### DATA FOR REVIEW
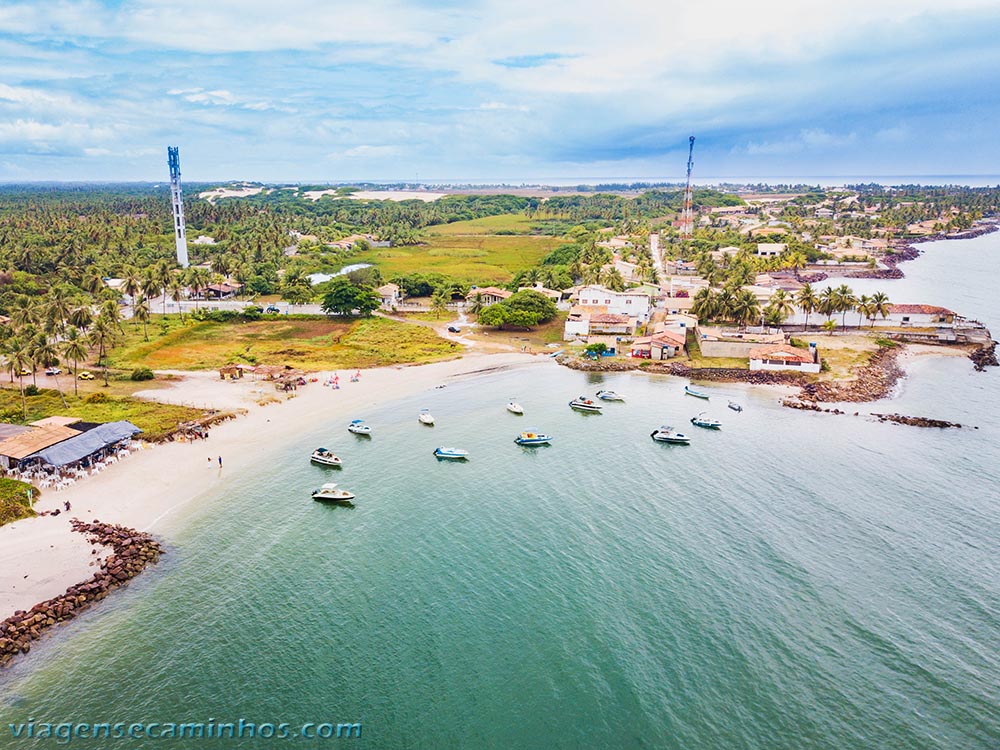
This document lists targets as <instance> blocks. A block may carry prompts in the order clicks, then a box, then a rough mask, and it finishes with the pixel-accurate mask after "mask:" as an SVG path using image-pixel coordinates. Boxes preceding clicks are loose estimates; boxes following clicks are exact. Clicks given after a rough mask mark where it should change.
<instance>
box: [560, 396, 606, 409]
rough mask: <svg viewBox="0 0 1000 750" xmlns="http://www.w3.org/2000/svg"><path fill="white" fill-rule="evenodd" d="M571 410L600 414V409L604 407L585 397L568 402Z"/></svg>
mask: <svg viewBox="0 0 1000 750" xmlns="http://www.w3.org/2000/svg"><path fill="white" fill-rule="evenodd" d="M569 405H570V407H571V408H573V409H576V410H577V411H589V412H594V413H600V411H601V409H603V408H604V407H603V406H601V405H600V404H598V403H597V402H595V401H594V400H593V399H589V398H587V397H586V396H578V397H577V398H575V399H573V400H572V401H570V402H569Z"/></svg>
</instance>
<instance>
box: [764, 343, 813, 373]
mask: <svg viewBox="0 0 1000 750" xmlns="http://www.w3.org/2000/svg"><path fill="white" fill-rule="evenodd" d="M749 356H750V369H751V370H792V371H795V372H809V373H817V372H819V368H820V365H819V354H818V352H817V351H816V345H815V344H810V345H809V351H805V350H804V349H797V348H795V347H794V346H791V345H790V344H770V345H768V346H758V347H756V348H754V349H751V350H750V354H749Z"/></svg>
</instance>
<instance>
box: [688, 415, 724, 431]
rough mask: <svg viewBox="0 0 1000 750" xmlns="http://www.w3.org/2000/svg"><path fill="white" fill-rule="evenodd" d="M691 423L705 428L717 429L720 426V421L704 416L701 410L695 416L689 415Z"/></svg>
mask: <svg viewBox="0 0 1000 750" xmlns="http://www.w3.org/2000/svg"><path fill="white" fill-rule="evenodd" d="M691 424H693V425H694V426H695V427H704V428H705V429H706V430H718V429H719V428H720V427H722V422H720V421H719V420H717V419H709V418H708V417H706V416H705V412H702V413H701V414H699V415H698V416H697V417H691Z"/></svg>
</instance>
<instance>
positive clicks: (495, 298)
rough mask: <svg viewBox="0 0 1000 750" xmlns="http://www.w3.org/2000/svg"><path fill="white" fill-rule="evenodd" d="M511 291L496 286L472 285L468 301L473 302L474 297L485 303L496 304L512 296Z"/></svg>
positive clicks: (474, 298)
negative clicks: (482, 285)
mask: <svg viewBox="0 0 1000 750" xmlns="http://www.w3.org/2000/svg"><path fill="white" fill-rule="evenodd" d="M510 295H511V293H510V292H508V291H507V290H506V289H498V288H497V287H495V286H484V287H482V288H480V287H475V286H474V287H472V289H470V290H469V293H468V294H467V295H466V297H465V300H466V302H471V301H472V300H474V299H479V301H480V302H482V303H483V304H484V305H495V304H496V303H497V302H503V301H504V300H505V299H508V298H509V297H510Z"/></svg>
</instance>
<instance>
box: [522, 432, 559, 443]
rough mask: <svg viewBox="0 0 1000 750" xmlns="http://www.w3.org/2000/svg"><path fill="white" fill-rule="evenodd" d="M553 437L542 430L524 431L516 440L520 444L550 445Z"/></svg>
mask: <svg viewBox="0 0 1000 750" xmlns="http://www.w3.org/2000/svg"><path fill="white" fill-rule="evenodd" d="M551 440H552V438H551V437H550V436H549V435H545V434H543V433H541V432H522V433H521V434H520V435H518V436H517V437H516V438H514V442H515V443H517V444H518V445H548V444H549V442H550V441H551Z"/></svg>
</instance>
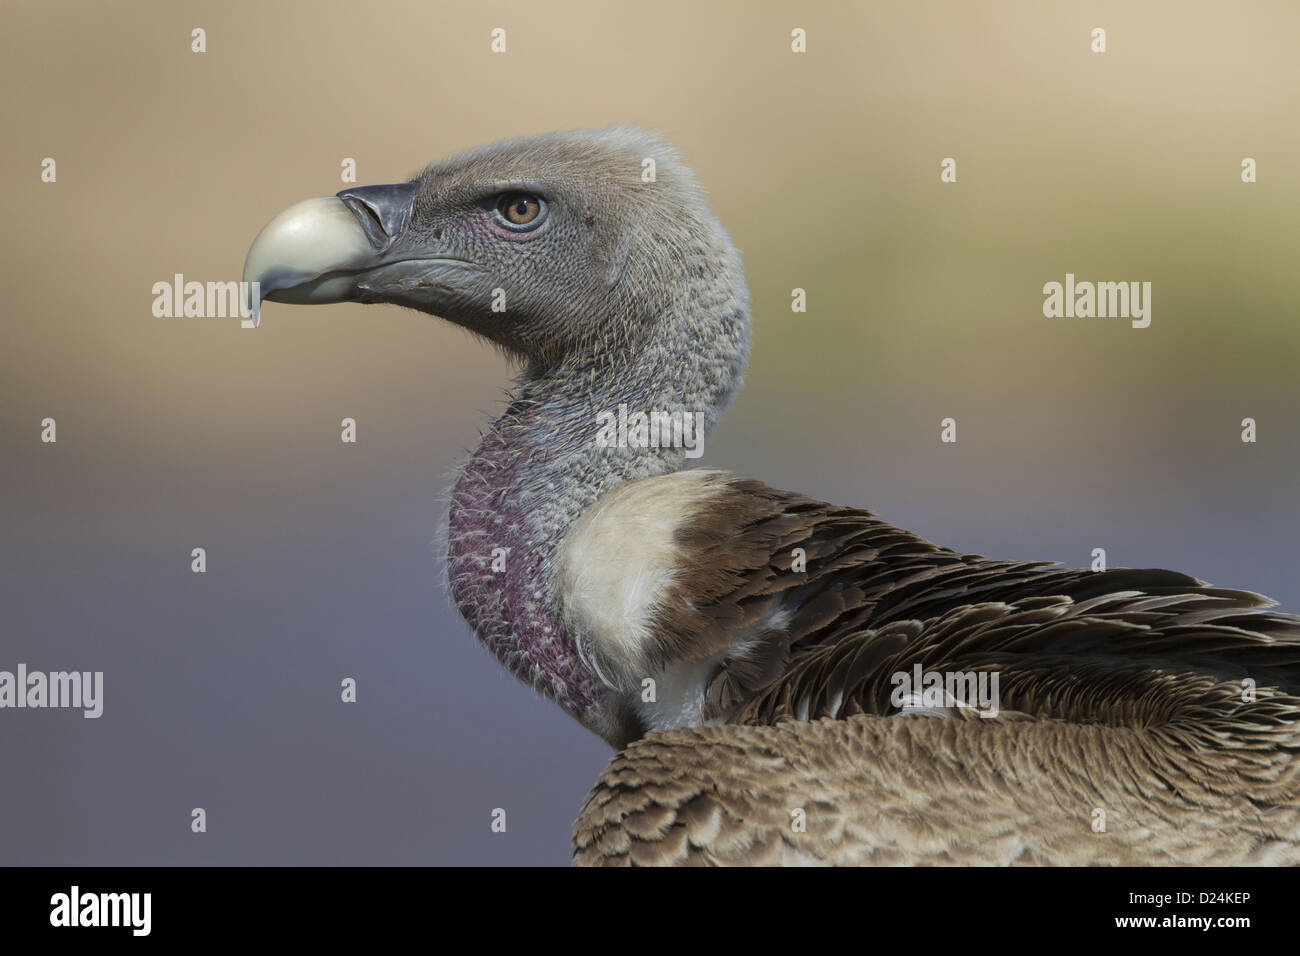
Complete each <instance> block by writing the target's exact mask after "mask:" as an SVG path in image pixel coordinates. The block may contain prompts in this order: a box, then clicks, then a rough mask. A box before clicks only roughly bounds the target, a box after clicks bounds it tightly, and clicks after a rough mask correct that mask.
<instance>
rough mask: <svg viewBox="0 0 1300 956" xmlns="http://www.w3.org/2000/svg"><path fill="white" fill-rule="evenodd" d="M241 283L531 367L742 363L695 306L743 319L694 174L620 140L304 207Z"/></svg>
mask: <svg viewBox="0 0 1300 956" xmlns="http://www.w3.org/2000/svg"><path fill="white" fill-rule="evenodd" d="M244 280H246V281H248V282H252V281H257V282H259V284H260V289H261V298H264V299H270V300H272V302H289V303H307V304H316V303H331V302H365V303H377V302H390V303H395V304H399V306H407V307H409V308H415V310H419V311H421V312H428V313H430V315H435V316H439V317H442V319H447V320H448V321H452V323H456V324H458V325H463V326H464V328H467V329H471V330H472V332H476V333H478V334H480V336H482V337H485V338H487V339H490V341H491V342H494V343H495V345H498V346H500V347H502V349H504V350H506V351H507V352H510V354H511V355H513V356H516V358H519V359H521V360H524V362H526V363H532V364H537V365H552V364H555V363H563V362H565V360H578V362H581V360H584V359H608V358H612V356H616V355H624V354H627V352H628V351H638V350H642V349H645V346H646V343H647V342H651V341H654V339H655V338H659V337H668V336H676V337H679V338H693V339H694V338H699V337H708V336H716V334H724V336H728V337H729V338H732V339H733V341H732V342H731V346H732V351H733V352H735V354H733V359H735V362H736V363H737V364H742V363H744V347H745V341H746V339H745V337H742V336H736V330H735V329H724V328H720V324H722V323H720V321H716V320H715V319H716V317H718V313H716V312H715V311H711V310H707V308H701V302H699V298H701V295H702V294H703V295H706V297H707V300H708V302H716V300H718V299H719V298H729V299H731V300H732V302H735V303H736V304H740V306H744V303H745V302H746V291H745V280H744V274H742V272H741V267H740V256H738V255H737V252H736V250H735V247H733V246H732V243H731V241H729V239H728V237H727V233H725V232H724V230H723V228H722V225H720V224H719V222H718V220H716V219H715V217H714V216H712V213H711V212H710V211H708V208H707V206H706V204H705V202H703V199H702V196H701V193H699V187H698V186H697V183H695V181H694V176H693V174H692V172H690V169H689V168H688V166H685V165H684V164H681V163H680V161H679V159H677V156H676V155H675V153H673V151H672V150H671V148H668V147H667V146H666V144H664V143H663V142H662V140H659V139H658V138H656V137H654V135H650V134H647V133H645V131H641V130H637V129H630V127H621V129H612V130H581V131H573V133H556V134H549V135H541V137H530V138H520V139H510V140H504V142H500V143H494V144H491V146H486V147H480V148H474V150H471V151H468V152H463V153H460V155H458V156H454V157H451V159H447V160H443V161H441V163H434V164H432V165H429V166H428V168H426V169H425V170H424V172H422V173H420V174H419V176H416V177H415V178H413V179H411V181H409V182H402V183H396V185H383V186H360V187H356V189H346V190H343V191H341V193H338V194H337V195H335V196H328V198H317V199H308V200H304V202H302V203H298V204H295V206H291V207H289V208H287V209H285V211H283V212H281V213H279V215H278V216H276V217H274V219H272V220H270V222H268V224H266V226H265V228H264V229H263V230H261V233H260V234H259V235H257V238H256V241H255V242H253V245H252V247H251V248H250V251H248V256H247V261H246V264H244ZM252 306H253V307H255V308H256V307H257V306H260V303H252ZM728 317H731V319H735V316H728ZM746 317H748V316H746ZM737 371H738V369H737Z"/></svg>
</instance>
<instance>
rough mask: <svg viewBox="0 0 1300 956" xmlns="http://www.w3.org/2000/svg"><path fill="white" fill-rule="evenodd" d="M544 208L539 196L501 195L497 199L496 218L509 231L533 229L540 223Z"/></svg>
mask: <svg viewBox="0 0 1300 956" xmlns="http://www.w3.org/2000/svg"><path fill="white" fill-rule="evenodd" d="M545 209H546V207H545V204H543V203H542V199H541V196H534V195H530V194H528V193H503V194H502V195H500V196H498V198H497V216H498V217H499V219H500V221H502V224H503V225H506V226H507V228H510V229H515V230H526V229H534V228H536V226H538V225H541V222H542V212H545Z"/></svg>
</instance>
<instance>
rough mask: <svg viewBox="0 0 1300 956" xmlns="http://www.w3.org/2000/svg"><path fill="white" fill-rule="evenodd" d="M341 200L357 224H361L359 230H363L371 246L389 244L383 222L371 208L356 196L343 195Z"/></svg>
mask: <svg viewBox="0 0 1300 956" xmlns="http://www.w3.org/2000/svg"><path fill="white" fill-rule="evenodd" d="M341 199H342V200H343V204H344V206H347V208H348V209H351V211H352V215H354V216H356V220H357V222H360V224H361V229H364V230H365V238H368V239H369V241H370V245H372V246H386V245H387V243H389V241H390V239H391V237H390V235H389V234H387V232H386V230H385V229H383V220H382V219H381V217H380V213H378V211H377V209H376V208H374V207H373V206H370V204H369V203H368V202H365V200H364V199H360V198H357V196H348V195H344V196H341Z"/></svg>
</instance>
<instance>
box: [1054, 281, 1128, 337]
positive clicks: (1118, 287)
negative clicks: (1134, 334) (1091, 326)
mask: <svg viewBox="0 0 1300 956" xmlns="http://www.w3.org/2000/svg"><path fill="white" fill-rule="evenodd" d="M1043 294H1044V295H1045V297H1047V298H1045V299H1044V300H1043V315H1045V316H1047V317H1048V319H1062V317H1063V319H1075V317H1079V319H1092V317H1097V319H1131V320H1132V326H1134V328H1135V329H1145V328H1147V326H1148V325H1151V282H1075V281H1074V273H1073V272H1067V273H1065V284H1063V285H1062V284H1061V282H1048V284H1047V285H1044V286H1043Z"/></svg>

### WHAT IS NEEDED
Lines of the material in which the word "order" occurs are to be copied out.

### ANSWER BELOW
This document lists targets as <instance> blocks. A block may carry prompts in the order clicks, then a box, then a rough mask, and it finishes with the pixel-accurate mask after "mask:" as an SVG path using image-pixel coordinates. Boxes preceding clicks are loose estimates; boxes following clicks are exact. Clicks given after a rough mask mark where it should change.
Complete each <instance> block by writing the target's exact mask after "mask:" as an SVG path in image pixel coordinates. The block may contain prompts in this order: a box, then clicks, then a rough mask. A box before clicks only roughly bounds the target, a box after clicks bounds it tightly, and clicks after a rough mask correct that mask.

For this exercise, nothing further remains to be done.